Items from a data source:
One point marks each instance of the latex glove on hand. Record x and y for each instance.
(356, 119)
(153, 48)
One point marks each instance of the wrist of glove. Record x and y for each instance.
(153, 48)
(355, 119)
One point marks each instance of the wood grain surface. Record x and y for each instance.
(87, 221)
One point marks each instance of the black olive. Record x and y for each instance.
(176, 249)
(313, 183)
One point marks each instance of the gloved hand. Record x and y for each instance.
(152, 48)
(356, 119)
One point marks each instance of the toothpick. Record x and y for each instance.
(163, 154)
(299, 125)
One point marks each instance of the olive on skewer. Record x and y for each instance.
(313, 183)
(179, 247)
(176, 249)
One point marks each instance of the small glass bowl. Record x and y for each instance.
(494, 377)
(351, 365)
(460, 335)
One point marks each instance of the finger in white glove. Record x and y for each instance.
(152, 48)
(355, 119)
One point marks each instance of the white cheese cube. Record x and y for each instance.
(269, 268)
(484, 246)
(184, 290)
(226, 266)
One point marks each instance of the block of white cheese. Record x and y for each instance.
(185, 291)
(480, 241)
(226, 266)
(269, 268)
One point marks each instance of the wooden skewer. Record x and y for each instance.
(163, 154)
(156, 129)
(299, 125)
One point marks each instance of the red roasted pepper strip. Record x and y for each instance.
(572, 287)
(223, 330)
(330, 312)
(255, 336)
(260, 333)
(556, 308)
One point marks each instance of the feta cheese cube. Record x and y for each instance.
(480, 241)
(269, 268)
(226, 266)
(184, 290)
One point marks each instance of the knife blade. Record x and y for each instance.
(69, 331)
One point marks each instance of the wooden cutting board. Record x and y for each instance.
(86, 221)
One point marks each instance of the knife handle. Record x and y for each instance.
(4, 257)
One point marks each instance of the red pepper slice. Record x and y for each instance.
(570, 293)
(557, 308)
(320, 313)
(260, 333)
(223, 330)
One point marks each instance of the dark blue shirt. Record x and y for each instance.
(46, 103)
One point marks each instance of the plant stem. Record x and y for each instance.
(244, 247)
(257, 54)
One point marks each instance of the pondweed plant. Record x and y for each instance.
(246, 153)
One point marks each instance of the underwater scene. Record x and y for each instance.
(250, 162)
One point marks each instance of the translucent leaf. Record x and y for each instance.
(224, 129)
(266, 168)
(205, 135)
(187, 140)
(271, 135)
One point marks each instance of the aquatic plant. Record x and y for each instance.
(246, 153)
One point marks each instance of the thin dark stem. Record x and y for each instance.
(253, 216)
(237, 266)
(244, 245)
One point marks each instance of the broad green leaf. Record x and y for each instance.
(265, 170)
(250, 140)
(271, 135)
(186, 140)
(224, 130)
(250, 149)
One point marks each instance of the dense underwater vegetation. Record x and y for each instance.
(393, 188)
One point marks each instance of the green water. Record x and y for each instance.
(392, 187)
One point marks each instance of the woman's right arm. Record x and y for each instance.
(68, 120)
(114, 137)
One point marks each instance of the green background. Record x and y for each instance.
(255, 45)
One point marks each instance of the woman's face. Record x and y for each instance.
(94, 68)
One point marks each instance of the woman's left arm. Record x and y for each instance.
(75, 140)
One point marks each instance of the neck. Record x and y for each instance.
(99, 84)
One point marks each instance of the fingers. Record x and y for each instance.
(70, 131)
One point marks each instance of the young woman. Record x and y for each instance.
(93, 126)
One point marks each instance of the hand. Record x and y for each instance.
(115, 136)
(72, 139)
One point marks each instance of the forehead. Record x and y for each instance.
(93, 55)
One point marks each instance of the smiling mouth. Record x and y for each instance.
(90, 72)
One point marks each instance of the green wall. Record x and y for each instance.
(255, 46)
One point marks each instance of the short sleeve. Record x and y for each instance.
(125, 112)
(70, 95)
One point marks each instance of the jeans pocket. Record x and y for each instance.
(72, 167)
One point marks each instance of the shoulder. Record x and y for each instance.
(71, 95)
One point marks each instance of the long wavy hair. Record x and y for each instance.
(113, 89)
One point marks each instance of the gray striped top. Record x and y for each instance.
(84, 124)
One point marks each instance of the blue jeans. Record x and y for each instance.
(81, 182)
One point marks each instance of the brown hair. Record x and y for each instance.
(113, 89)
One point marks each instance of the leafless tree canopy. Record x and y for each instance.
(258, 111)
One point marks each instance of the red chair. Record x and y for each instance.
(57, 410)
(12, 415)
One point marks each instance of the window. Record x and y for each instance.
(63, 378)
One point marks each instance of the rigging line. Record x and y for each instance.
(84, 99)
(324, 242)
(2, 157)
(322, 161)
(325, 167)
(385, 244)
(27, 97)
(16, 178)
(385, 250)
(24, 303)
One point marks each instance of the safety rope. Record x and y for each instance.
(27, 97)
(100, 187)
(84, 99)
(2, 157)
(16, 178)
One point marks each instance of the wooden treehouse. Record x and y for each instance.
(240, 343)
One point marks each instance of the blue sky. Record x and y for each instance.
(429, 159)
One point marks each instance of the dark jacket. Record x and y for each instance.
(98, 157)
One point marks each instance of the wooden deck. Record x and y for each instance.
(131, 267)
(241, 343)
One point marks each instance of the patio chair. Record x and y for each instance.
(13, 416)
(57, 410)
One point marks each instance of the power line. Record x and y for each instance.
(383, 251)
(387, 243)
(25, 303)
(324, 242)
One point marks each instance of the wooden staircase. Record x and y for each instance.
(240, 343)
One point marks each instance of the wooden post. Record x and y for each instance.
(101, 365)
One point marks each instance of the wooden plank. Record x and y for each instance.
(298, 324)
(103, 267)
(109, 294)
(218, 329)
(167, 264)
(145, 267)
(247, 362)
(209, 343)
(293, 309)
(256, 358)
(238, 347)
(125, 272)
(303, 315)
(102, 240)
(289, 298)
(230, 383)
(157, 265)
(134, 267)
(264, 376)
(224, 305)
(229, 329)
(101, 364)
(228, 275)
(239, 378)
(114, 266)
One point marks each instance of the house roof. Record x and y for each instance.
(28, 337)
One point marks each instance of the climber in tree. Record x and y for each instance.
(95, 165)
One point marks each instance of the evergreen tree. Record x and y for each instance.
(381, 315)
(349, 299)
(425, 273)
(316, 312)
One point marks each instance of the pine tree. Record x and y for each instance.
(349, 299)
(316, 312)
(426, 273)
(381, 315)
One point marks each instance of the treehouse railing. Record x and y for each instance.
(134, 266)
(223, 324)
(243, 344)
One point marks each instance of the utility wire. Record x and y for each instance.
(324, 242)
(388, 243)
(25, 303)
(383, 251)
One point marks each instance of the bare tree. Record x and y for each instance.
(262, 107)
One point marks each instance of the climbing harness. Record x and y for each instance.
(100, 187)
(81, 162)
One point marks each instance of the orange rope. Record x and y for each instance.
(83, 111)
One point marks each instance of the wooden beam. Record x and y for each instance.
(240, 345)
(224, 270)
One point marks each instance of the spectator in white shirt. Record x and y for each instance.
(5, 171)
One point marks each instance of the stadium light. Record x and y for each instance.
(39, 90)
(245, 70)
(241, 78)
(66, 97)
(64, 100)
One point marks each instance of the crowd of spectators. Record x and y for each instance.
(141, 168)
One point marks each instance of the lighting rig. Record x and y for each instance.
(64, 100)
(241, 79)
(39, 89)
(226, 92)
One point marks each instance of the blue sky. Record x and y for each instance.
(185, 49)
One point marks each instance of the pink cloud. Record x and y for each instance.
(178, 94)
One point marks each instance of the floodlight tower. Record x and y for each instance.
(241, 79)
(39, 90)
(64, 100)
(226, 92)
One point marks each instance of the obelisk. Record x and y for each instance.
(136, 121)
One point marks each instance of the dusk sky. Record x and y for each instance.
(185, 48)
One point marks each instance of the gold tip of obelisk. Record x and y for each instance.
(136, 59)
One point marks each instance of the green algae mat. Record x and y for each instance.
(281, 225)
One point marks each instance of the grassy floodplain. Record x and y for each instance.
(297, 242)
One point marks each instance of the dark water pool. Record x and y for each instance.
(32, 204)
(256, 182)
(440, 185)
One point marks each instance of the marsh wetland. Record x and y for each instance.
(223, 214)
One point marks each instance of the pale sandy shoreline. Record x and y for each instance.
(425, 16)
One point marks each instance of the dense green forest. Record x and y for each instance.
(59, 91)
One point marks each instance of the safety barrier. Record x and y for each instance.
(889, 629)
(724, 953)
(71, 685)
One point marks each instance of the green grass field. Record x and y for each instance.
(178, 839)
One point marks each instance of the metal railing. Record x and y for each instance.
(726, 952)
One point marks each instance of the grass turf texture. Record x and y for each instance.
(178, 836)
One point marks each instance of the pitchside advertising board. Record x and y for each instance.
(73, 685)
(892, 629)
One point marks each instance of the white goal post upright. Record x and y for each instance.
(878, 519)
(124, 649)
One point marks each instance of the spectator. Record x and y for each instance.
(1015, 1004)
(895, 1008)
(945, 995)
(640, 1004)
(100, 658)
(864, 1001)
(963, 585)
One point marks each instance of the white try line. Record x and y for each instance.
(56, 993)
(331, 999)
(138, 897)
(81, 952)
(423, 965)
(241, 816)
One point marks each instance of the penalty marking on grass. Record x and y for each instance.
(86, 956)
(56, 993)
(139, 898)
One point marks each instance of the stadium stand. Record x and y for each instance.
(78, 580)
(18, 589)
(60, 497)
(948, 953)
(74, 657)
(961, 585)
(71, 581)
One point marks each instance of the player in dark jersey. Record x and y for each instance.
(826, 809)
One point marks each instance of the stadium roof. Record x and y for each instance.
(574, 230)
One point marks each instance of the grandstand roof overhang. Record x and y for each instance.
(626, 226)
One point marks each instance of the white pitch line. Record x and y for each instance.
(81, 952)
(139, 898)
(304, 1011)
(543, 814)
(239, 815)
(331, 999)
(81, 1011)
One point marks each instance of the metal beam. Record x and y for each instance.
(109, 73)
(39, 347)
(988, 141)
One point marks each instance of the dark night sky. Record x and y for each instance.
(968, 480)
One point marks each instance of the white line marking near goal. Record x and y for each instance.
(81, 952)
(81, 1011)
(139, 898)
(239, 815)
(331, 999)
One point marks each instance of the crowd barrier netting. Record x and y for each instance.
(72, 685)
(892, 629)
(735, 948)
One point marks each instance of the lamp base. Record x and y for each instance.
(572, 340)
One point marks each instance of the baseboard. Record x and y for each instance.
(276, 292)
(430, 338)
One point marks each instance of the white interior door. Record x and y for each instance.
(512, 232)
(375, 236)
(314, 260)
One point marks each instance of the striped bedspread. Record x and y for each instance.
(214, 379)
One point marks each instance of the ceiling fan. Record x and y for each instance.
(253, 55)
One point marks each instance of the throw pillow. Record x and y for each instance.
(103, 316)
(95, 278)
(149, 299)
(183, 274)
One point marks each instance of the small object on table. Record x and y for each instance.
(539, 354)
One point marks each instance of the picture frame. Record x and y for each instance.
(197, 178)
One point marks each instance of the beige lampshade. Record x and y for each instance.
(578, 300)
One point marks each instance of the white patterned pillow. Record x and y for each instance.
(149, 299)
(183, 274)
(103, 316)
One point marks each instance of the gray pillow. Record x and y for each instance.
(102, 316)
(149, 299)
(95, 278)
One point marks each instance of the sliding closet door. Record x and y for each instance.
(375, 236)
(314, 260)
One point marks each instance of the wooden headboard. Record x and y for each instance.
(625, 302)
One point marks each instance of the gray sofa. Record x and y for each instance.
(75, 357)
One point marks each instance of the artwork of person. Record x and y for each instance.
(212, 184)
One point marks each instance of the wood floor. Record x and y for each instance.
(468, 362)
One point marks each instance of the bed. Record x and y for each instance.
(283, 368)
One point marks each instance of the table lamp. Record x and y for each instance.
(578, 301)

_Work to be completed_: Set down exactly the lines that begin with the one containing "One point marks each instance of the picture" and end with the last line above, and no others.

_Answer box_:
One point marks each instance of the picture frame. Record x and y for each instance.
(197, 178)
One point marks each instance of the beige lampshade. Record x and y for each instance.
(578, 300)
One point marks each instance of the white patterned pillow. Record x and y for each instance.
(149, 299)
(183, 274)
(103, 316)
One point marks each instance of the gray pillow. Record x and y for each instance.
(102, 316)
(149, 299)
(95, 278)
One point marks each instance of the sliding closet door. Record x and y for each instance.
(375, 236)
(314, 260)
One point marks each instance of the wooden headboard. Record x and y for each instance.
(625, 302)
One point marks each instance of the gray sofa. Record x and y for each instance.
(75, 357)
One point marks each instance of the artwork of person. Record x and y for each instance.
(212, 184)
One point marks each instance of the wood floor. Record x and y for each instance.
(468, 362)
One point marks each instance of the bed. Record x and y for each instance.
(283, 368)
One point marks each instance of the table lamp. Record x and y for each instance.
(578, 301)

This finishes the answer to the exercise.